─── TASK INPUT ───

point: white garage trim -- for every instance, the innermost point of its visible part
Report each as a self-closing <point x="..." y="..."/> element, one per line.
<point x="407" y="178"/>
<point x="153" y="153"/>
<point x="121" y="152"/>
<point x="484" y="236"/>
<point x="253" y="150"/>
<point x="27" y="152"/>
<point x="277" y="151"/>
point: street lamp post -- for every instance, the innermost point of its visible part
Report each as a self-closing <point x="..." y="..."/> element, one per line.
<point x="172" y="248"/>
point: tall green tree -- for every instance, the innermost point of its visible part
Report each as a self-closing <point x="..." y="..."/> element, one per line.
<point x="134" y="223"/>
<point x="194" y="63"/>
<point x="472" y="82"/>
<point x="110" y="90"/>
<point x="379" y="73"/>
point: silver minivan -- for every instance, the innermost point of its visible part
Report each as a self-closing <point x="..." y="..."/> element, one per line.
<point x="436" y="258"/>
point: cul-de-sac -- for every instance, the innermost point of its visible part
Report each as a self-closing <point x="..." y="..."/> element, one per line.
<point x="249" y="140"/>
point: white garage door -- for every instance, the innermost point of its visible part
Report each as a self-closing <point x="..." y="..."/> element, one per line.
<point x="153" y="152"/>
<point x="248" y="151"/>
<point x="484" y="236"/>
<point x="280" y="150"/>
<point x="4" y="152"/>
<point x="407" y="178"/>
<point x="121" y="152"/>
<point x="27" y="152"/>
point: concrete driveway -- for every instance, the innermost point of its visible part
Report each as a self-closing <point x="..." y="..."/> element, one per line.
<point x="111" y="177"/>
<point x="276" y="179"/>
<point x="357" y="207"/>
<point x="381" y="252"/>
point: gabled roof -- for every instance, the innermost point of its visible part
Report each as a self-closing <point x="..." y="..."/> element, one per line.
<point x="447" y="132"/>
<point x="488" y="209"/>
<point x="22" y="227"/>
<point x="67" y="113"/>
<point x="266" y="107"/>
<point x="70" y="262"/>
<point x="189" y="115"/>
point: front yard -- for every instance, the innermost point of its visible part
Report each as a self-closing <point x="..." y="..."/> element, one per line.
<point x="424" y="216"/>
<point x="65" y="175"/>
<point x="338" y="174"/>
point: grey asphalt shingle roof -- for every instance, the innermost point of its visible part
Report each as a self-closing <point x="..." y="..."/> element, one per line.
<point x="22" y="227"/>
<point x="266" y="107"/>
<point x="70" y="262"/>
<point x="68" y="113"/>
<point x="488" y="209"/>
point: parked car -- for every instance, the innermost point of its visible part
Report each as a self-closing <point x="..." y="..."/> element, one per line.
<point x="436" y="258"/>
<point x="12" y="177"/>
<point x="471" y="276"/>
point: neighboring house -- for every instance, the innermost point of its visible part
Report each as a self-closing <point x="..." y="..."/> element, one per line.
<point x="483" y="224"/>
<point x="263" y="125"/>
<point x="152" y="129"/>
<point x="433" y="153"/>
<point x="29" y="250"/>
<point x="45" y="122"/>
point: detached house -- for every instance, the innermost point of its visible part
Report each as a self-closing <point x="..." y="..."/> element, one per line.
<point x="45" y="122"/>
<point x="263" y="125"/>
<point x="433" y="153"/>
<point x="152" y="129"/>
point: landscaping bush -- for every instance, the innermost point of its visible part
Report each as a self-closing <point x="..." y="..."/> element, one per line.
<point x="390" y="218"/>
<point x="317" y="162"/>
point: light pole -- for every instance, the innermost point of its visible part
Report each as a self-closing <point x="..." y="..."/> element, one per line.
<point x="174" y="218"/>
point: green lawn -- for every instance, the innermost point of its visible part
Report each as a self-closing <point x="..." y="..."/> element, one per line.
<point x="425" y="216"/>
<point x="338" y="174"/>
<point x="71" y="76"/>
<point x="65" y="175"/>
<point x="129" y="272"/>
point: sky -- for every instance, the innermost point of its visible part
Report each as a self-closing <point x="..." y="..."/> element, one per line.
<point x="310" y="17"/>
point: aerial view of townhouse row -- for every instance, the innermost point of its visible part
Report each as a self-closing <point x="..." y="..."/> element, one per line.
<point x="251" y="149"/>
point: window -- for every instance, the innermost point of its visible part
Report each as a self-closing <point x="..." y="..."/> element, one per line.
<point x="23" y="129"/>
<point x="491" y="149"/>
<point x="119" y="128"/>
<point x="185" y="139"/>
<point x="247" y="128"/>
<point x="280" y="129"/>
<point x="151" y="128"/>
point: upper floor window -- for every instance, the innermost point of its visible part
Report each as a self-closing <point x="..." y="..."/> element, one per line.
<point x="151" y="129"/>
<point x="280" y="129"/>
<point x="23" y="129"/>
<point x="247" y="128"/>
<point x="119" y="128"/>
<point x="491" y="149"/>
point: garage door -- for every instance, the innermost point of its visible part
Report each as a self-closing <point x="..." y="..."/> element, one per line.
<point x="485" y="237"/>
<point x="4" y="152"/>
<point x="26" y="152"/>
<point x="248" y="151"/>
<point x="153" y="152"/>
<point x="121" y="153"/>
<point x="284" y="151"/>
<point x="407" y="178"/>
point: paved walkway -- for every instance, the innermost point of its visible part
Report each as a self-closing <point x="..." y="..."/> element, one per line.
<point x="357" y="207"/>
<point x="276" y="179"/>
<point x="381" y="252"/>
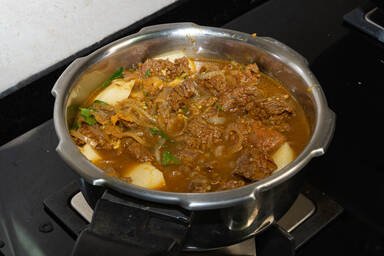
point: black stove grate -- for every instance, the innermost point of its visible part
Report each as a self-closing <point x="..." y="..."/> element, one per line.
<point x="275" y="240"/>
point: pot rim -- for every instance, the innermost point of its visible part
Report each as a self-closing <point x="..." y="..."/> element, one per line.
<point x="321" y="137"/>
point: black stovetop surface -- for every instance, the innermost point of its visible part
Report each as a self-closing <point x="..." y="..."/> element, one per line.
<point x="350" y="68"/>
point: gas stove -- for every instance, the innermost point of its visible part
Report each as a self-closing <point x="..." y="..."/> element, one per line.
<point x="66" y="213"/>
<point x="311" y="212"/>
<point x="42" y="212"/>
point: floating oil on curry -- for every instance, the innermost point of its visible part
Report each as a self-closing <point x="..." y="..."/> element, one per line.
<point x="190" y="125"/>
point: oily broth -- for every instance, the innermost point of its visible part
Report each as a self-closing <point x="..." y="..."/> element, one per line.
<point x="178" y="178"/>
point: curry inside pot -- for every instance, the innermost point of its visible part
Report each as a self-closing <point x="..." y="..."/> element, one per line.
<point x="190" y="125"/>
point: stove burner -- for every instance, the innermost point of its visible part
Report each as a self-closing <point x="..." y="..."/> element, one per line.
<point x="308" y="215"/>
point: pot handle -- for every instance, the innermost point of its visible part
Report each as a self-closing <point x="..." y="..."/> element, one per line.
<point x="122" y="226"/>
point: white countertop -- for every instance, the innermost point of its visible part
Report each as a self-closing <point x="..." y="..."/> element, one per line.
<point x="35" y="35"/>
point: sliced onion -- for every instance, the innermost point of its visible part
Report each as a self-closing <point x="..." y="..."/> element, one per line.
<point x="216" y="120"/>
<point x="135" y="136"/>
<point x="211" y="74"/>
<point x="83" y="138"/>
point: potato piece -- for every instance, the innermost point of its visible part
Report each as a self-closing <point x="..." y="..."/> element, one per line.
<point x="283" y="156"/>
<point x="117" y="91"/>
<point x="89" y="153"/>
<point x="146" y="175"/>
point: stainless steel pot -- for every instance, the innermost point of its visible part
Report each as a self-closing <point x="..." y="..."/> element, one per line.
<point x="229" y="216"/>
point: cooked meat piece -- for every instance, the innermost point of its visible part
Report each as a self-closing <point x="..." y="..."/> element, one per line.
<point x="187" y="88"/>
<point x="277" y="106"/>
<point x="97" y="135"/>
<point x="251" y="74"/>
<point x="199" y="184"/>
<point x="265" y="138"/>
<point x="102" y="112"/>
<point x="137" y="151"/>
<point x="254" y="165"/>
<point x="206" y="133"/>
<point x="164" y="69"/>
<point x="235" y="182"/>
<point x="213" y="81"/>
<point x="181" y="93"/>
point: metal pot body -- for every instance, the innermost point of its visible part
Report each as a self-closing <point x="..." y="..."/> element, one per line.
<point x="224" y="217"/>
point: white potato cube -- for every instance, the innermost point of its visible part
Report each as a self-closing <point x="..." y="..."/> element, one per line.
<point x="90" y="153"/>
<point x="117" y="91"/>
<point x="146" y="175"/>
<point x="283" y="156"/>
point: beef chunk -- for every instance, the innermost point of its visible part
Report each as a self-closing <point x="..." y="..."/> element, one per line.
<point x="199" y="184"/>
<point x="206" y="134"/>
<point x="187" y="88"/>
<point x="254" y="165"/>
<point x="213" y="81"/>
<point x="235" y="182"/>
<point x="181" y="93"/>
<point x="164" y="69"/>
<point x="137" y="151"/>
<point x="266" y="138"/>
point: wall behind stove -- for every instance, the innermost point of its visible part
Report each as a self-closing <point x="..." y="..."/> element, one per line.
<point x="35" y="35"/>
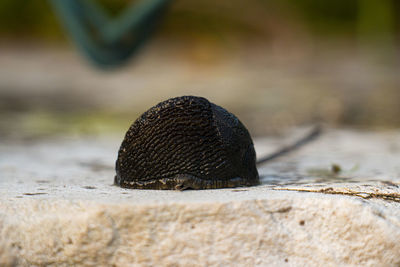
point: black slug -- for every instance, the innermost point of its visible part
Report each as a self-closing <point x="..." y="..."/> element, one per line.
<point x="186" y="143"/>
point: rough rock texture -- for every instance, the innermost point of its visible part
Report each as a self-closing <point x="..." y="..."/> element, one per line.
<point x="58" y="207"/>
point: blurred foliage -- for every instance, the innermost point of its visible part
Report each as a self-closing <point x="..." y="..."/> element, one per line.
<point x="253" y="17"/>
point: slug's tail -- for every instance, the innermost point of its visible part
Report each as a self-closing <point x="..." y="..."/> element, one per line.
<point x="312" y="135"/>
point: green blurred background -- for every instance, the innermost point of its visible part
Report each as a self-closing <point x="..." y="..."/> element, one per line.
<point x="276" y="64"/>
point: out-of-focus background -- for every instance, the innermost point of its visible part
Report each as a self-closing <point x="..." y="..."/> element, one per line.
<point x="275" y="64"/>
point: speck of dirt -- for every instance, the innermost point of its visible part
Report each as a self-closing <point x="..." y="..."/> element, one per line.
<point x="336" y="169"/>
<point x="239" y="190"/>
<point x="42" y="181"/>
<point x="89" y="187"/>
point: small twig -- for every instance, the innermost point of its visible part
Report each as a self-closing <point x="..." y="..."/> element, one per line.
<point x="315" y="132"/>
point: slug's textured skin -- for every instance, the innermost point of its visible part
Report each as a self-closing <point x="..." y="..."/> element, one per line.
<point x="186" y="143"/>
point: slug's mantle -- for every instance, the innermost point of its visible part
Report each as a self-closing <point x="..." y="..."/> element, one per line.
<point x="186" y="143"/>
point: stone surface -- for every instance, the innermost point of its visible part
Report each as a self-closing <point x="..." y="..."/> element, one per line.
<point x="334" y="202"/>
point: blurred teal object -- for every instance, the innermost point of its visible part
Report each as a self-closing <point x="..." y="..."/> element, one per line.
<point x="110" y="42"/>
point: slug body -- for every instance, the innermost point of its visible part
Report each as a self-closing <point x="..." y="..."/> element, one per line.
<point x="186" y="143"/>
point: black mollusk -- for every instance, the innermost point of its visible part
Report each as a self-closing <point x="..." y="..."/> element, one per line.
<point x="186" y="143"/>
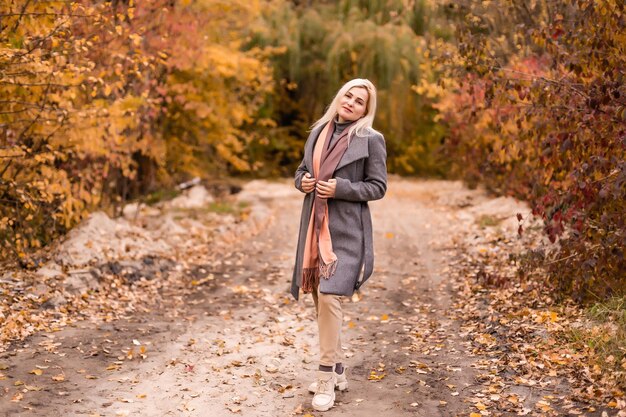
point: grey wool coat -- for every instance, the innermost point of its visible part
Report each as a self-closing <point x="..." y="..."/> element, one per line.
<point x="361" y="177"/>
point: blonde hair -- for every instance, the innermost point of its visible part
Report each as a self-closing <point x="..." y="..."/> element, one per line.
<point x="363" y="124"/>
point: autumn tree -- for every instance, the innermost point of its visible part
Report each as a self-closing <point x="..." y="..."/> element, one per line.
<point x="537" y="111"/>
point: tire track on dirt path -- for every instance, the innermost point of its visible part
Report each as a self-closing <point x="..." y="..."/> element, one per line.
<point x="239" y="345"/>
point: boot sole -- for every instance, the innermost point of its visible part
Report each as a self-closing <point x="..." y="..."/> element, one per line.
<point x="342" y="386"/>
<point x="324" y="408"/>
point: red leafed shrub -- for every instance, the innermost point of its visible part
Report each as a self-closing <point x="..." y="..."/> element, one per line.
<point x="539" y="113"/>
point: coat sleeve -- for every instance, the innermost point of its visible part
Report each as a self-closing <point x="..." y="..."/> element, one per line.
<point x="374" y="184"/>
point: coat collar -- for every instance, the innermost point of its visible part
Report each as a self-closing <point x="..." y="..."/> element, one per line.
<point x="357" y="149"/>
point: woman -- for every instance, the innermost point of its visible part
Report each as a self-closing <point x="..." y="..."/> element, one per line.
<point x="344" y="167"/>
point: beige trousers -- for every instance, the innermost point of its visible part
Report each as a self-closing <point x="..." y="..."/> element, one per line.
<point x="329" y="320"/>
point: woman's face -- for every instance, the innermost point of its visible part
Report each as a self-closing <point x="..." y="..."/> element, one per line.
<point x="353" y="104"/>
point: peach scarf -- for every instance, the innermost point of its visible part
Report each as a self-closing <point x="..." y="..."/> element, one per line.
<point x="319" y="258"/>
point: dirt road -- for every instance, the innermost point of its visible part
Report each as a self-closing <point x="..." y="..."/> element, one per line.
<point x="239" y="345"/>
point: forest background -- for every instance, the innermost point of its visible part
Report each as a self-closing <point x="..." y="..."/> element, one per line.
<point x="102" y="103"/>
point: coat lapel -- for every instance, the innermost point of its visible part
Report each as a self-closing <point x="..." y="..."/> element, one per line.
<point x="309" y="146"/>
<point x="357" y="149"/>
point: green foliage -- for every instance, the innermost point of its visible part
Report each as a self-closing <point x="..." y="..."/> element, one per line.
<point x="326" y="45"/>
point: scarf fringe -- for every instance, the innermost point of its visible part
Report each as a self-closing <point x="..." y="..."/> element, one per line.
<point x="310" y="279"/>
<point x="327" y="270"/>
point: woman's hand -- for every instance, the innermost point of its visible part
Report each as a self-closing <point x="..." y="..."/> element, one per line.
<point x="308" y="183"/>
<point x="326" y="189"/>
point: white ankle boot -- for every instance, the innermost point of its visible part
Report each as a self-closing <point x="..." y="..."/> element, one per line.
<point x="324" y="397"/>
<point x="341" y="382"/>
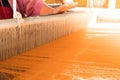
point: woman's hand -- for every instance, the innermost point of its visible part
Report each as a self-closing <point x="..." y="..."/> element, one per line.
<point x="65" y="7"/>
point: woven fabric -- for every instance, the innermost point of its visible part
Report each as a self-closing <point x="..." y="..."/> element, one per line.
<point x="28" y="7"/>
<point x="5" y="12"/>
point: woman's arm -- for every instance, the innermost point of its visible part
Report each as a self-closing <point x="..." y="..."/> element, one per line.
<point x="63" y="8"/>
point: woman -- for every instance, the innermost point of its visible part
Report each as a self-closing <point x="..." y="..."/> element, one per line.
<point x="39" y="7"/>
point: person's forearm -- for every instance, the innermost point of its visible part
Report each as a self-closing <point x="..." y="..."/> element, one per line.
<point x="46" y="10"/>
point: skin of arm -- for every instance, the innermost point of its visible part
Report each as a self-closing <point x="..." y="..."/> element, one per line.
<point x="45" y="10"/>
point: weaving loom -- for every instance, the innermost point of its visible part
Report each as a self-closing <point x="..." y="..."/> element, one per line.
<point x="35" y="31"/>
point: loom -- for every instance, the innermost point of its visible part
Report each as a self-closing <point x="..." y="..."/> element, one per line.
<point x="34" y="31"/>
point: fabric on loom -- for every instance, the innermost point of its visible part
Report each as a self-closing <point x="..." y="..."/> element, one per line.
<point x="35" y="31"/>
<point x="28" y="7"/>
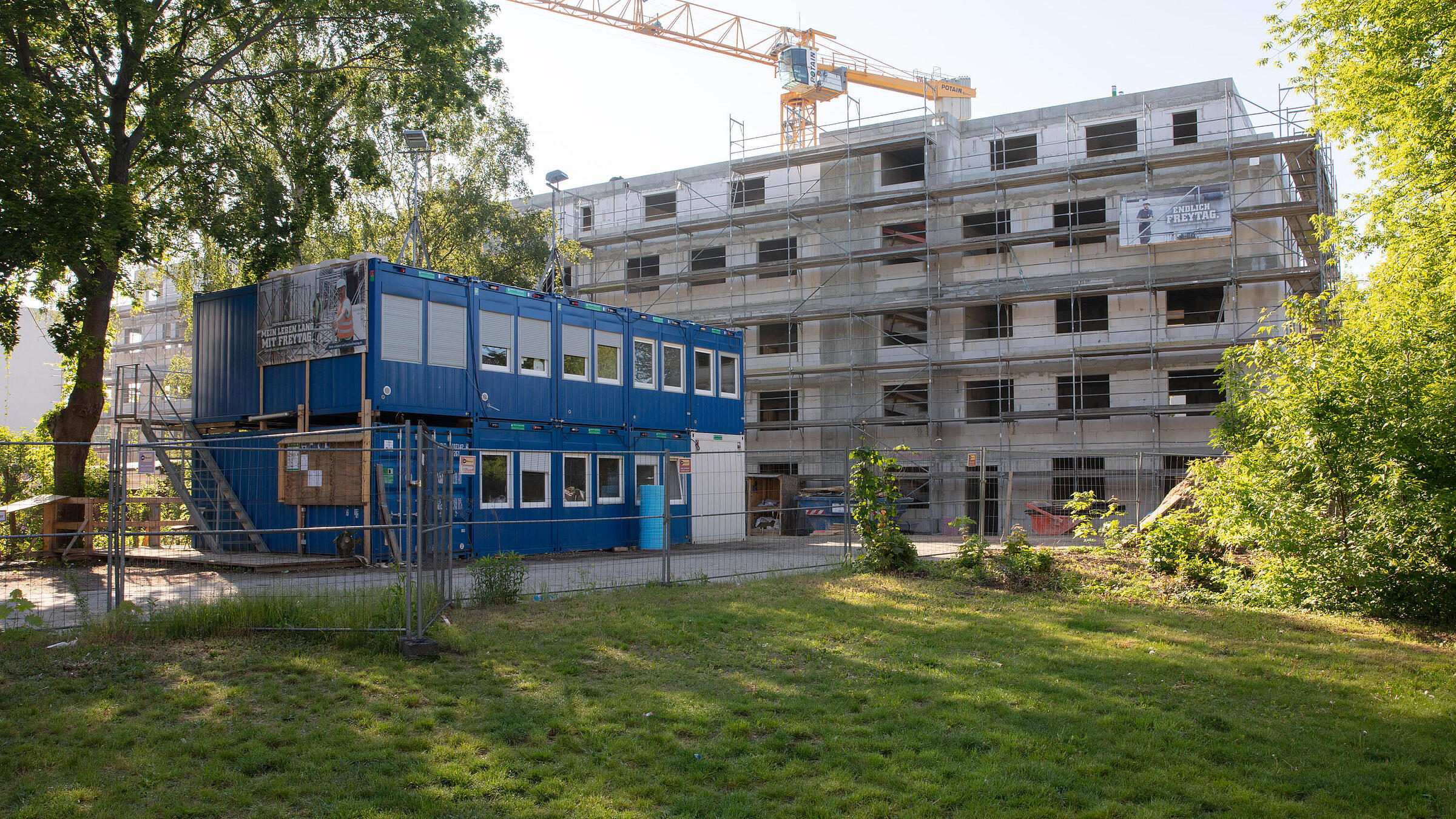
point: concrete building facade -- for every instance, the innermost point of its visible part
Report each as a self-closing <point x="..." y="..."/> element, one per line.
<point x="951" y="285"/>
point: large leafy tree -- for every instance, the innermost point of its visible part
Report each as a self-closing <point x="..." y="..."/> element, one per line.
<point x="1343" y="433"/>
<point x="126" y="123"/>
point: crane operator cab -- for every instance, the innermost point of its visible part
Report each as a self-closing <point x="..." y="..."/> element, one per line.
<point x="800" y="73"/>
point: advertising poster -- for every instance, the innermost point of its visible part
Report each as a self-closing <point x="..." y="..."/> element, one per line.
<point x="1176" y="215"/>
<point x="315" y="314"/>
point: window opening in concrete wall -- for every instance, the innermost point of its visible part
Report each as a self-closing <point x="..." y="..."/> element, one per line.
<point x="1196" y="305"/>
<point x="909" y="327"/>
<point x="1084" y="393"/>
<point x="710" y="258"/>
<point x="909" y="401"/>
<point x="778" y="405"/>
<point x="903" y="235"/>
<point x="988" y="321"/>
<point x="660" y="206"/>
<point x="1113" y="138"/>
<point x="1078" y="476"/>
<point x="988" y="400"/>
<point x="985" y="226"/>
<point x="989" y="510"/>
<point x="783" y="337"/>
<point x="1079" y="215"/>
<point x="778" y="251"/>
<point x="496" y="480"/>
<point x="1014" y="152"/>
<point x="1195" y="388"/>
<point x="574" y="470"/>
<point x="747" y="193"/>
<point x="1185" y="127"/>
<point x="915" y="491"/>
<point x="900" y="167"/>
<point x="1176" y="468"/>
<point x="639" y="269"/>
<point x="1084" y="314"/>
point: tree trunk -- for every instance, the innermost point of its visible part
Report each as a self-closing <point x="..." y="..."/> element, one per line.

───

WORK TO COMPLETE:
If a line falls between the first line of the data above and the line holding "point: silver minivan", inclusive, retype it exactly; retype no other line.

ANSWER TO THIS TASK:
point: white garage trim -- for every instance, the innermost point of its visible part
Report each as a self-closing <point x="..." y="..."/> element, one per line.
<point x="407" y="178"/>
<point x="153" y="153"/>
<point x="121" y="152"/>
<point x="484" y="236"/>
<point x="253" y="150"/>
<point x="27" y="152"/>
<point x="277" y="151"/>
point: street lamp post -- for every instance, the innermost point of its visible part
Report each as a self-closing <point x="..." y="..."/> element, one per line.
<point x="172" y="248"/>
point: tall green tree -- for every instance, the innermost point of its visible part
Report each as a self-closing <point x="..." y="..."/> element, one per line.
<point x="134" y="223"/>
<point x="194" y="63"/>
<point x="472" y="82"/>
<point x="110" y="90"/>
<point x="379" y="73"/>
point: silver minivan -- for every instance, the innermost point of its visible part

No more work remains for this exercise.